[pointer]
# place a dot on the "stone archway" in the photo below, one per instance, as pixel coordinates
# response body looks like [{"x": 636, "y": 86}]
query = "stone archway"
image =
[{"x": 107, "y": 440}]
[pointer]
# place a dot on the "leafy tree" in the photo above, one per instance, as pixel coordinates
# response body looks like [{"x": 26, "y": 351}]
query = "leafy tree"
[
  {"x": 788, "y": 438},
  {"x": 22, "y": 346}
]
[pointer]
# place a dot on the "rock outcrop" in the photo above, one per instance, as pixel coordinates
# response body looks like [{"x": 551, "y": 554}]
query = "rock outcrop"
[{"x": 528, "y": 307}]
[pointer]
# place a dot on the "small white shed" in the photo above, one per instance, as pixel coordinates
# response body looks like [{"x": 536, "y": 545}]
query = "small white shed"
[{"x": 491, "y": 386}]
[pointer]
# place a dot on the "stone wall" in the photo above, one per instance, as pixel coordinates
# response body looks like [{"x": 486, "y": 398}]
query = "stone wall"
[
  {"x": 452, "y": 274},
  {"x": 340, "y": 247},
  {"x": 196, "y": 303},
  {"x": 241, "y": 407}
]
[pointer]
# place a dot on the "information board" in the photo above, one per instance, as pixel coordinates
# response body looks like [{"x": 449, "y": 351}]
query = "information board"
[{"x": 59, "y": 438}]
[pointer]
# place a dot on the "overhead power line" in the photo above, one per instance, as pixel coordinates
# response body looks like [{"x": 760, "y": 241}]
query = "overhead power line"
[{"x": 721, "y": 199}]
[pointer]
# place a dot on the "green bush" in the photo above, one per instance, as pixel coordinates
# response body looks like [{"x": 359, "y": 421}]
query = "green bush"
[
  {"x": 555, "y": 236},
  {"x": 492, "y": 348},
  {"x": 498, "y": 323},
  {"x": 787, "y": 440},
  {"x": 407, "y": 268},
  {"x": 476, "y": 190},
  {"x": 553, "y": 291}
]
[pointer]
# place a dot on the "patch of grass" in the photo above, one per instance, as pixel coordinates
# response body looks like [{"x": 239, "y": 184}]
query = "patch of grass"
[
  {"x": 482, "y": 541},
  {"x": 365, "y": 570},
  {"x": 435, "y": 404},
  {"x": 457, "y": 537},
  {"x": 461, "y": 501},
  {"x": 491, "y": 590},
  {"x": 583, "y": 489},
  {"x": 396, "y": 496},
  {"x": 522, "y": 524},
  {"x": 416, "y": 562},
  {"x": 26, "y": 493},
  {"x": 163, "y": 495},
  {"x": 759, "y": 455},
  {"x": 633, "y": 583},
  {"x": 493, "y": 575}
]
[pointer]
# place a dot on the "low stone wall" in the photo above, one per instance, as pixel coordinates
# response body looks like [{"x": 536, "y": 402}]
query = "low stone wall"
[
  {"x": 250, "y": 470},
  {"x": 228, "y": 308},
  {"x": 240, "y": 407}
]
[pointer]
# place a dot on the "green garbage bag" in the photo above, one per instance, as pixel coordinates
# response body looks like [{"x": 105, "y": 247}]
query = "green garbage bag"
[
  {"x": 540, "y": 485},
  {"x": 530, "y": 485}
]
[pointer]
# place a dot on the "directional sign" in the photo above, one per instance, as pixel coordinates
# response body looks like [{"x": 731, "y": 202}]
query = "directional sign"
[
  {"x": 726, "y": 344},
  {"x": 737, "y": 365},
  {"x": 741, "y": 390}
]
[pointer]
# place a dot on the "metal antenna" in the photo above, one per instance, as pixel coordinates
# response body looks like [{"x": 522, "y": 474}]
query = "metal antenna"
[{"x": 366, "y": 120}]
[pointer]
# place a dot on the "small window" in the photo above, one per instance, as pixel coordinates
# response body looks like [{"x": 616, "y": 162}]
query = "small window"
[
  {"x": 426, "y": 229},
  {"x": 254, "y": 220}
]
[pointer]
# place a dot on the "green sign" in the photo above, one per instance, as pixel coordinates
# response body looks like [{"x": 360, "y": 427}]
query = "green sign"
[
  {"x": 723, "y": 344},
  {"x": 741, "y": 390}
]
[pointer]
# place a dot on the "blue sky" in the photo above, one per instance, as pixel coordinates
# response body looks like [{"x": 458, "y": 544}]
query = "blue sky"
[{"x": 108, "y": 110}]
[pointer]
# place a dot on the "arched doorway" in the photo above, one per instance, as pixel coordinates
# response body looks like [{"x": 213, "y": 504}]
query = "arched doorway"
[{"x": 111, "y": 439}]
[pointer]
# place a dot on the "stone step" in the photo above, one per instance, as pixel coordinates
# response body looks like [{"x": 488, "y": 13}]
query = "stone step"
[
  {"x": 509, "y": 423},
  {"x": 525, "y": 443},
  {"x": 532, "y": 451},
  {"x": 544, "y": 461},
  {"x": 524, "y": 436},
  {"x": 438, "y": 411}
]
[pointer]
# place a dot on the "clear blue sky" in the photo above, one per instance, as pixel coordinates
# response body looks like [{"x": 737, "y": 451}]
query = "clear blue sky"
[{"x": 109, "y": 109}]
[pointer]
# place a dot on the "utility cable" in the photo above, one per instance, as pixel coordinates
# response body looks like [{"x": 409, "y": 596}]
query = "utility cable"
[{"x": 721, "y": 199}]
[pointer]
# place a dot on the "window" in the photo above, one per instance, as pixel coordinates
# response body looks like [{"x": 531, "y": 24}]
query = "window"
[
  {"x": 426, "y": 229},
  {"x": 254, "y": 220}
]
☆ ☆ ☆
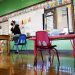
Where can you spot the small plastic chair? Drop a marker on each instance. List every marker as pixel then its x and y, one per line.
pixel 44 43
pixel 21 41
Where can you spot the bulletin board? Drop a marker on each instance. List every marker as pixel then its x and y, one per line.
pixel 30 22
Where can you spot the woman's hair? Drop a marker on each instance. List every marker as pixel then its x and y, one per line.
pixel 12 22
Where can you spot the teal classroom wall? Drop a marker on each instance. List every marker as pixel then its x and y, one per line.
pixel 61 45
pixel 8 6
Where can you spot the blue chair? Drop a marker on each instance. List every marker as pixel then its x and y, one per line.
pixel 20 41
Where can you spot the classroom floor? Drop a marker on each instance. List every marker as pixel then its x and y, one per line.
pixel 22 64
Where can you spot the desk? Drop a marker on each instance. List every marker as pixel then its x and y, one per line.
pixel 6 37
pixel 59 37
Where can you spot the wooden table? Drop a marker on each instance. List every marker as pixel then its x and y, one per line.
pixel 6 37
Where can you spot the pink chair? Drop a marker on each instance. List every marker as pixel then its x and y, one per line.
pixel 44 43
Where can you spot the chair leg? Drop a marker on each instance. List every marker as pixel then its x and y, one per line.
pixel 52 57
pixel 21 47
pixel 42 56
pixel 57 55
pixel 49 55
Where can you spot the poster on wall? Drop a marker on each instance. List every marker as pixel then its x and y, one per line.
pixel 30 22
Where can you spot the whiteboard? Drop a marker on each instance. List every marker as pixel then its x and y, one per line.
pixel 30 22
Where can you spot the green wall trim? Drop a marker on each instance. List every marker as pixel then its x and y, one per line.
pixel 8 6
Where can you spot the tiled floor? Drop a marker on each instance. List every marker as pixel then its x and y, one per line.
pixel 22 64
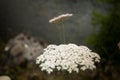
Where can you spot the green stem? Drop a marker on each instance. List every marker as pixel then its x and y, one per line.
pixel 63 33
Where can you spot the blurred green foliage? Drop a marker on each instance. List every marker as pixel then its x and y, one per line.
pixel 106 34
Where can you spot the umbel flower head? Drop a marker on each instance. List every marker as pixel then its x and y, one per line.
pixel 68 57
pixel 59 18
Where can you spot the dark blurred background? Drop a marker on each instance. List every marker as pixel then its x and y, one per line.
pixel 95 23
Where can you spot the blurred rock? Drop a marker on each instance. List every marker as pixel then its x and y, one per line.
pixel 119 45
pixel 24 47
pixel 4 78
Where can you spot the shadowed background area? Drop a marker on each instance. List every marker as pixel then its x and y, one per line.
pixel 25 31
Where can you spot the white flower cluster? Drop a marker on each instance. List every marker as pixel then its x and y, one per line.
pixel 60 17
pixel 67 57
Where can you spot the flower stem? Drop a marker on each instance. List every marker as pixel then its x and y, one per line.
☆ ☆ ☆
SET PROBLEM: From the material above, select every line that contains the string "cable" and reproduce each one in full.

THE OUTPUT:
# place a dot on the "utility cable" in the photo above, one per instance, as pixel coordinates
query = "utility cable"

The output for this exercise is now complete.